TEXT TO READ —

########################################

Sherbrooke claims its Caucasian-male ownership, which denied it DBE status, unlawfully encumbered its right to be selected for these jobs. Sherbrooke states it will continue to compete for subcontracting work on future federal highway projects, which will necessarily require it to compete with DBEs. Plaintiff estimates it bids on 200 projects each year; however, it does not indicate how many bids are successful, nor does it state the number of projects it secures against bids by certified DBEs.

D. The Claim

MnDOT's DBE program is, both facially and as applied, designed to increase federal highway construction participation by individuals and companies on the basis of race, sex, or national origin. Sherbrooke claims this program violates the Equal Protection Clause of the United States Constitution; its civil rights under 42 U.S.C. § 1981, § 1983, and § 2000(d); and Article I, § 2 of the Minnesota Constitution.

III. The Adarand Principle

The United States Supreme Court has established a "strict scrutiny" test to be applied to race-conscious remedial legislation. But it has carefully emphasized that strict scrutiny should not be considered "strict in scrutiny, but fatal in fact." See Adarand Constructors, Inc. v. Pena, 515 U.S. 200, 237, 115 S.Ct. 2097 (1995) [hereinafter, Adarand III]. When analyzing Adarand III's race-conscious congressional enactment, the Court noted that "[t]he unhappy persistence of both the practice and the lingering effects of racial discrimination against minority groups in this country is an unfortunate reality, and government is not disqualified from acting in response to it." See id.

While recognizing the constitutional validity of federally enacted race-conscious programs, Adarand III makes clear that federally enacted race-conscious preference programs, as well as state and locally enacted affirmative action programs, are subject to this "strict scrutiny" analysis. 515 U.S. at 235, 115 S.Ct. 2097; see also City of Richmond v. J. A. Croson Co., 488 U.S. 469, 508, 511, 109 S.Ct. 706 (1989) (applying strict scrutiny to local and state programs). The Adarand III Court found that "[f]ederal racial classifications, like those of a state, must serve a compelling interest, and must be narrowly tailored to further that interest." Adarand III, 515 U.S. at 235, 115 S.Ct. 2097. Congressional enactments, said the Court, would receive no special deference. See id. at 218.

TEA-21's DBE program covers not only race and national origin, but also includes gender based preferences. It appears that a slightly different analytic may apply to gender-based classifications. In examining gender-based preferences, the government must show "at least that the [challenged] classification serves `important governmental objectives and that the discriminatory means employed' are `substantially related to the achievement of those objectives.'" United States v. Virginia, 518 U.S. 515, 533, 116 S.Ct. 2264 (1996) (quoting Wengler v. Druggists Mut. Ins. Co., 446 U.S. 142, 150, 100 S.Ct. 1540 (1980)). This intermediate test is less stringent than the race-focused strict scrutiny standard. For purposes of this motion, the Court applies the more stringent standard to TEA-21 and its DBE program. As the program survives strict scrutiny, consideration of a lower standard of scrutiny is unnecessary.

########################################

SUPPLIED MATERIAL —

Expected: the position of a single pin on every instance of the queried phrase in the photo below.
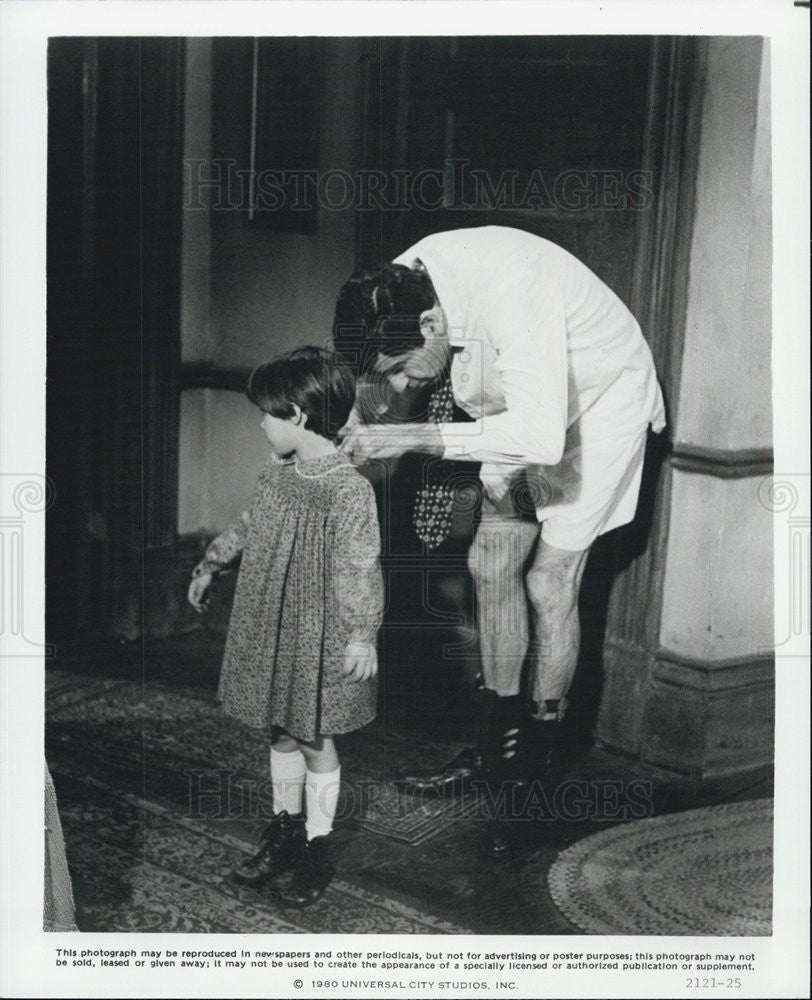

########################################

PROBLEMS AND TASKS —
A. In the court opinion on the DBE program, rewrite everything from "D. The Claim" down to "the Minnesota Constitution.", changing "program" to "scheme".
B. Answer these questions from the court opinion on the DBE program:
(i) How many projects does Sherbrooke estimate it bids on each year?
(ii) Which provision of the Minnesota Constitution does Sherbrooke claim the program violates?
(iii) In what year was United States v. Virginia decided?

WRITTEN RESPONSES —
A.
D. The Claim

MnDOT's DBE scheme is, both facially and as applied, designed to increase federal highway construction participation by individuals and companies on the basis of race, sex, or national origin. Sherbrooke claims this scheme violates the Equal Protection Clause of the United States Constitution; its civil rights under 42 U.S.C. § 1981, § 1983, and § 2000(d); and Article I, § 2 of the Minnesota Constitution.

B.
(i) 200 projects.
(ii) Article I, § 2.
(iii) 1996.